- _Stored items_:
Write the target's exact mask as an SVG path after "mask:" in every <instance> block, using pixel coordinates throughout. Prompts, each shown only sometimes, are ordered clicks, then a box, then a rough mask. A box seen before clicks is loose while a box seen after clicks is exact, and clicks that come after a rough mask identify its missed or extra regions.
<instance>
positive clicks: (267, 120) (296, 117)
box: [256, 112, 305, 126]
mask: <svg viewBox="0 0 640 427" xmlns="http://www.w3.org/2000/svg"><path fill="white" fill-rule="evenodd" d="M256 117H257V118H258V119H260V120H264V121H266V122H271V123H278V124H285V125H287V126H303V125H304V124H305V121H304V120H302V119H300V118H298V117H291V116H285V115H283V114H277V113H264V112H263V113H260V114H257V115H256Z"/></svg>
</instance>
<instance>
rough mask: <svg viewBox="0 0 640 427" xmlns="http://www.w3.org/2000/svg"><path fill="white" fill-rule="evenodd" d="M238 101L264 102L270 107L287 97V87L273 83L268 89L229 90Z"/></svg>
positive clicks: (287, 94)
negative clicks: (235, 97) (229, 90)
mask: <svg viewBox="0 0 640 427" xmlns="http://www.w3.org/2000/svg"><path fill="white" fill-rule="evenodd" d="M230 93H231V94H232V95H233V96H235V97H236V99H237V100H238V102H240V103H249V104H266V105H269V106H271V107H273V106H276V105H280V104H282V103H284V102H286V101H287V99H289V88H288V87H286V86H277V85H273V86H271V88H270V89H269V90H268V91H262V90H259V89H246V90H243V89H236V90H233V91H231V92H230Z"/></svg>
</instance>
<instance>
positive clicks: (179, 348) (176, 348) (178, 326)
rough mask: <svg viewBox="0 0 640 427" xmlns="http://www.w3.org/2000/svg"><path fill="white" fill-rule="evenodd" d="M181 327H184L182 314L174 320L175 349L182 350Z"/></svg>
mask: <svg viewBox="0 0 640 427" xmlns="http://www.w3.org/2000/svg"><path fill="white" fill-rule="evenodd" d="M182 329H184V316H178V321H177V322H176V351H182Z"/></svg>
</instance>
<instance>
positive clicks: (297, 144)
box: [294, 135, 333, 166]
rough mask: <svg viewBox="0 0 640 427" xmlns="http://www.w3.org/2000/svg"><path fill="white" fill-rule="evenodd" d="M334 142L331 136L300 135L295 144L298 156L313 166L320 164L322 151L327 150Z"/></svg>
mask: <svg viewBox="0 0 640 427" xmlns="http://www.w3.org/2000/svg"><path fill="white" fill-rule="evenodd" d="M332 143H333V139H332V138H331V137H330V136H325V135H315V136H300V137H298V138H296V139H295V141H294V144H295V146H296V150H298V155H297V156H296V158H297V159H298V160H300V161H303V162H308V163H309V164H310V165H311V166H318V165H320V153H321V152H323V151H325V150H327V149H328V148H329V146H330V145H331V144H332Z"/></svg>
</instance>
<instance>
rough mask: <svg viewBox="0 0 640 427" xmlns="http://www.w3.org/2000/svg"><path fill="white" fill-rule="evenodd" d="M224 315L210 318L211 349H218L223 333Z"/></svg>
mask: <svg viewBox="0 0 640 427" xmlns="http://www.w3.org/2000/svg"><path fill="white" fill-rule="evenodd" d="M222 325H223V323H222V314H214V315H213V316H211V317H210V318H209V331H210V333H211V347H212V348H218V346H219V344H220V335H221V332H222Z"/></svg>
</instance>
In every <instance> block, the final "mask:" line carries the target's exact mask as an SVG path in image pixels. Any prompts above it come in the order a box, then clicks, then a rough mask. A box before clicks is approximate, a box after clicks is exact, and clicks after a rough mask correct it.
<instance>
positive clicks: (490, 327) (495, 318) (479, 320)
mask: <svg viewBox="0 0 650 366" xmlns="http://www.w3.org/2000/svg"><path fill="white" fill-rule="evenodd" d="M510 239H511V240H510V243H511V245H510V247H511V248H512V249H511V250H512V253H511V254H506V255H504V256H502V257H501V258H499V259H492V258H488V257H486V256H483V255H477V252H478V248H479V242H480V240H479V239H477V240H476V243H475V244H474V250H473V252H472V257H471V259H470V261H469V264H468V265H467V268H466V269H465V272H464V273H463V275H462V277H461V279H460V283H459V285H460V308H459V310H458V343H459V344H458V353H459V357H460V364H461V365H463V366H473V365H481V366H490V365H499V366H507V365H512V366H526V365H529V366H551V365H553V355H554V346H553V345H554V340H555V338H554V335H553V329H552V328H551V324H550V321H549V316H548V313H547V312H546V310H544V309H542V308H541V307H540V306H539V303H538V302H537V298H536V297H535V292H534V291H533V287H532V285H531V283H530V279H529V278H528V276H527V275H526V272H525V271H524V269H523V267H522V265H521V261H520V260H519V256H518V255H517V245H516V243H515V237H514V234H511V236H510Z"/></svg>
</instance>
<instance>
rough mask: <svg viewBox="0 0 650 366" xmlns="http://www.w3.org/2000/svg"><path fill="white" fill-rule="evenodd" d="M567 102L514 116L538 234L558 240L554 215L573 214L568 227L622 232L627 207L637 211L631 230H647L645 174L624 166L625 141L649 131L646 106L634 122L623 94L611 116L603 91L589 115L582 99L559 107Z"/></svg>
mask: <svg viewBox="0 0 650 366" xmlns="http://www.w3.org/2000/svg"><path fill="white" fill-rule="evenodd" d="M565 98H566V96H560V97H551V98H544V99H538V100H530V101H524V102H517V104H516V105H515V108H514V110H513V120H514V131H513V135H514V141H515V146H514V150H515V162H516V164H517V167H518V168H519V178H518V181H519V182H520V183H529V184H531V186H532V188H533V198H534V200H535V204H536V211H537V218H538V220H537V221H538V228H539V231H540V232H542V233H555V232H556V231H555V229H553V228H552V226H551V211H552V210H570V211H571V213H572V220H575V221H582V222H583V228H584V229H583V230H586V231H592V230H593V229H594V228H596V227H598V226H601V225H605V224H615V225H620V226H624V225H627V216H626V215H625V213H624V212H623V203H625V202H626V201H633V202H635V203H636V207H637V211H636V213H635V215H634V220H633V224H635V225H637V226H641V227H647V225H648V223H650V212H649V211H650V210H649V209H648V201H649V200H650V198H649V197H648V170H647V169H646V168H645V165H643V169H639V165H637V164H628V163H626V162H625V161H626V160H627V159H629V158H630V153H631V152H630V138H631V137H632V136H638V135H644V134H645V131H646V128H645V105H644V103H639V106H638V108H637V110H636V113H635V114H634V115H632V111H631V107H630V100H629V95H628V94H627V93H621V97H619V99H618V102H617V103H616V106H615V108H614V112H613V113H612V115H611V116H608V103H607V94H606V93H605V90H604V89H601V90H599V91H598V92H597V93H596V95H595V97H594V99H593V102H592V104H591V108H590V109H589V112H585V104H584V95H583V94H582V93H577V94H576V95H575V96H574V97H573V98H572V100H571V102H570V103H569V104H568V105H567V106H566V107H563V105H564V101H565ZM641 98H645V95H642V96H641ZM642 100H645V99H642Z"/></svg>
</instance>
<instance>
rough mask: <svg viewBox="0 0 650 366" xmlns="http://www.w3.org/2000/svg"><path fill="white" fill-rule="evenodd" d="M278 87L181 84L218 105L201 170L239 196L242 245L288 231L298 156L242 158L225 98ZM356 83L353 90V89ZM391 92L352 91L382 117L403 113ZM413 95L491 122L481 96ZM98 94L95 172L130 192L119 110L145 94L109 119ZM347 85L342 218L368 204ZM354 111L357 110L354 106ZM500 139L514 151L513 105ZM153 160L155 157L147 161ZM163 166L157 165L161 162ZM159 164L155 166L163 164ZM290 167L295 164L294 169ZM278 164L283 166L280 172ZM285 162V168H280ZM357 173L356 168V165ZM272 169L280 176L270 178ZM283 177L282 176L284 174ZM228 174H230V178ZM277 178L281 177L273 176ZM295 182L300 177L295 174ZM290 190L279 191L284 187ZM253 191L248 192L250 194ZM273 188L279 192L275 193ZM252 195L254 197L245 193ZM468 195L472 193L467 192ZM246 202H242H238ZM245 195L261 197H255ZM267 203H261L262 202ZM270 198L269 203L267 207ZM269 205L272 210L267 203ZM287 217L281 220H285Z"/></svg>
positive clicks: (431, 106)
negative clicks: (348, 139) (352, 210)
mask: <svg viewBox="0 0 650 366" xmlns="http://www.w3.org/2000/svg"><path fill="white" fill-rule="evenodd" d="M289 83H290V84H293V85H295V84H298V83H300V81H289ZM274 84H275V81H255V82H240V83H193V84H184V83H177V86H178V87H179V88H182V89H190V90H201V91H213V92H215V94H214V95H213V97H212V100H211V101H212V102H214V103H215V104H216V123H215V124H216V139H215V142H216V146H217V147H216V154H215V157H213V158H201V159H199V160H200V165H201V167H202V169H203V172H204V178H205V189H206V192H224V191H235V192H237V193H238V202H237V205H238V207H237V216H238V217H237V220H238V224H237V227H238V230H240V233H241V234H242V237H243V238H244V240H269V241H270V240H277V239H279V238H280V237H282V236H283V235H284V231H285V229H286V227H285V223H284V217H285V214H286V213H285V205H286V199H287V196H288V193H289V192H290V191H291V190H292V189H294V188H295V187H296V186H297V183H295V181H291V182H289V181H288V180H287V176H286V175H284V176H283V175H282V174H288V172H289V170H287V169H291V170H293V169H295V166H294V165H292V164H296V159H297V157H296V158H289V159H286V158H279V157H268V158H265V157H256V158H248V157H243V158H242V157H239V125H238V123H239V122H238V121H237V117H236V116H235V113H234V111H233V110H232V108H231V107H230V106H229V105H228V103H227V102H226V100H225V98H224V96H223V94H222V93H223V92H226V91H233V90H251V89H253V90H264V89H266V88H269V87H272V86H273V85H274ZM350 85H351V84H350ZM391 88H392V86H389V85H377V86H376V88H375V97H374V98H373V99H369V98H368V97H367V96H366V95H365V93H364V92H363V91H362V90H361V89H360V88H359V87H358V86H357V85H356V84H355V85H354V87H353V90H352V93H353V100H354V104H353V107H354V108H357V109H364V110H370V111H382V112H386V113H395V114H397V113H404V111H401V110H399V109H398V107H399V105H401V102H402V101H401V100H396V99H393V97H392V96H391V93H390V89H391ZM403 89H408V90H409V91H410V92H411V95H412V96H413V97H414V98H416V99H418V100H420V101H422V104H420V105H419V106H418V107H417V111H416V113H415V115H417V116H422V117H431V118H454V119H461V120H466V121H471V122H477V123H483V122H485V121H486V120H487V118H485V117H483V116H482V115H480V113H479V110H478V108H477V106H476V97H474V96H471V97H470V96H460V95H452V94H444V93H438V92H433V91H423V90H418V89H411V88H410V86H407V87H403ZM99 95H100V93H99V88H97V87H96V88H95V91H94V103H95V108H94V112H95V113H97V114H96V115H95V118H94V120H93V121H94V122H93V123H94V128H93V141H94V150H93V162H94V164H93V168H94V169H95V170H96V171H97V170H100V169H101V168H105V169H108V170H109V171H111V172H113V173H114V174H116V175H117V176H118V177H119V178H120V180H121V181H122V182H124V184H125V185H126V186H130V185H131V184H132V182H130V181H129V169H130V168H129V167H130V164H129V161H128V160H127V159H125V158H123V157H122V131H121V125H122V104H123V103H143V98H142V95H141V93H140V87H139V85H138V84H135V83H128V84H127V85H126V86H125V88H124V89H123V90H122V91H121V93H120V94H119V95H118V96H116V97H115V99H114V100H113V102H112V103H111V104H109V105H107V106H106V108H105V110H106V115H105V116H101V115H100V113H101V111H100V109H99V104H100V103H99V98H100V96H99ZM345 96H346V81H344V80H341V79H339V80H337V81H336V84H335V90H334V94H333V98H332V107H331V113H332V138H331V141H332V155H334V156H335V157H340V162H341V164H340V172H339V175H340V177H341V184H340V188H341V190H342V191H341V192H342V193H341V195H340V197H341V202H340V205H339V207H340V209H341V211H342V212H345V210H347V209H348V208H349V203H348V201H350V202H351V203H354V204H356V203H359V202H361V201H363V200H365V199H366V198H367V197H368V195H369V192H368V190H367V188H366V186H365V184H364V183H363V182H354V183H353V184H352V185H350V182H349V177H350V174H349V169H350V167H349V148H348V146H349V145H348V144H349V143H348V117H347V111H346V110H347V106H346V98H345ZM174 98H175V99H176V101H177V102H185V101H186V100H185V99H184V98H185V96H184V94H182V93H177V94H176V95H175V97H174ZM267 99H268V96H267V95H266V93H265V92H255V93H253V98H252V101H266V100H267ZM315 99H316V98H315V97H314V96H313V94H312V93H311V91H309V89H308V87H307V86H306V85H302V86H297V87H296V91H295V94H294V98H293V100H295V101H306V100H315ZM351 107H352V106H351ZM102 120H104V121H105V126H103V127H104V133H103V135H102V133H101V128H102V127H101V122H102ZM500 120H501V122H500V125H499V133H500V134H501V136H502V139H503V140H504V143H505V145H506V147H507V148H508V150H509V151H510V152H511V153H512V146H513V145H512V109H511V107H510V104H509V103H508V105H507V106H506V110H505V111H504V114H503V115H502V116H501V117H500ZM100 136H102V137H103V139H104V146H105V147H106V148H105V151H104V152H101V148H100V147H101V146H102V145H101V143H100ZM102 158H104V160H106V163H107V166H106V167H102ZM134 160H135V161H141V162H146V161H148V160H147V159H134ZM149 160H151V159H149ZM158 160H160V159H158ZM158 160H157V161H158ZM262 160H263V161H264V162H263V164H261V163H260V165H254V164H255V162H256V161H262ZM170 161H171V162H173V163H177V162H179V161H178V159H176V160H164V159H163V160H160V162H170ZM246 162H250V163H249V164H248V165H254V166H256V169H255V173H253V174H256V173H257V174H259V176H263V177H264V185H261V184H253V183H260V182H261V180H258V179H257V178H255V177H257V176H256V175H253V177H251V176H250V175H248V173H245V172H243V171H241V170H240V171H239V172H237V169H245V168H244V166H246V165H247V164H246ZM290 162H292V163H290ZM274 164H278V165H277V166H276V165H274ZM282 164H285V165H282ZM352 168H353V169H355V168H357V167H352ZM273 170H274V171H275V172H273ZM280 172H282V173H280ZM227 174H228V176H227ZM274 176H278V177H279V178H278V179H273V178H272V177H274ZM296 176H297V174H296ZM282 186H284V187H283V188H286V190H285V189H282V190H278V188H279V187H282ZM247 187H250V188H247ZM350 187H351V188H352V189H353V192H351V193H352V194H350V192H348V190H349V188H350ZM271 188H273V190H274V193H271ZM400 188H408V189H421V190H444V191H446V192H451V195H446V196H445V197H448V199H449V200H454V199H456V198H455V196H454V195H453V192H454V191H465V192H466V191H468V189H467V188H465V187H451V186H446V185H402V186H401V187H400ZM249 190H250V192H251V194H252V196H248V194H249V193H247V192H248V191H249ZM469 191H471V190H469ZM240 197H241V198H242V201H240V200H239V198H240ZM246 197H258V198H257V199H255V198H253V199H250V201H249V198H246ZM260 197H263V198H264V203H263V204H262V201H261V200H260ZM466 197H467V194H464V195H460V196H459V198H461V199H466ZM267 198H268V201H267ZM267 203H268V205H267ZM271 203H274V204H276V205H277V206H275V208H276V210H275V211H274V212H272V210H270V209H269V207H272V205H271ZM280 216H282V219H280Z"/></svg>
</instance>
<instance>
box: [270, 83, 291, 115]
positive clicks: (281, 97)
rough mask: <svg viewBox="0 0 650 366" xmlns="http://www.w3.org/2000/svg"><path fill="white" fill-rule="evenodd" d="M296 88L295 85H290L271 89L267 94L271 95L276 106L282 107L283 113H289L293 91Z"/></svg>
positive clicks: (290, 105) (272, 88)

- _Problem requirements_: Within the lines above, find those holding the word "come" and copy them.

- _Answer for the task_:
Write the target's exact mask as an SVG path after "mask:" in every <instance> block, using pixel coordinates throughout. Prompts, each shown only sometimes, are ordered clicks, then a box, then a rough mask. A box seen before clicks is loose while a box seen after clicks is exact, and clicks that come after a rough mask identify its missed or extra regions.
In every <instance> block, the final "mask:" line carries the target's exact mask as an SVG path in image pixels. Any prompts above it come in the order a box, then clicks, then a rough mask. A box before clicks is approximate, a box after clicks is exact, and clicks after a rough mask correct it.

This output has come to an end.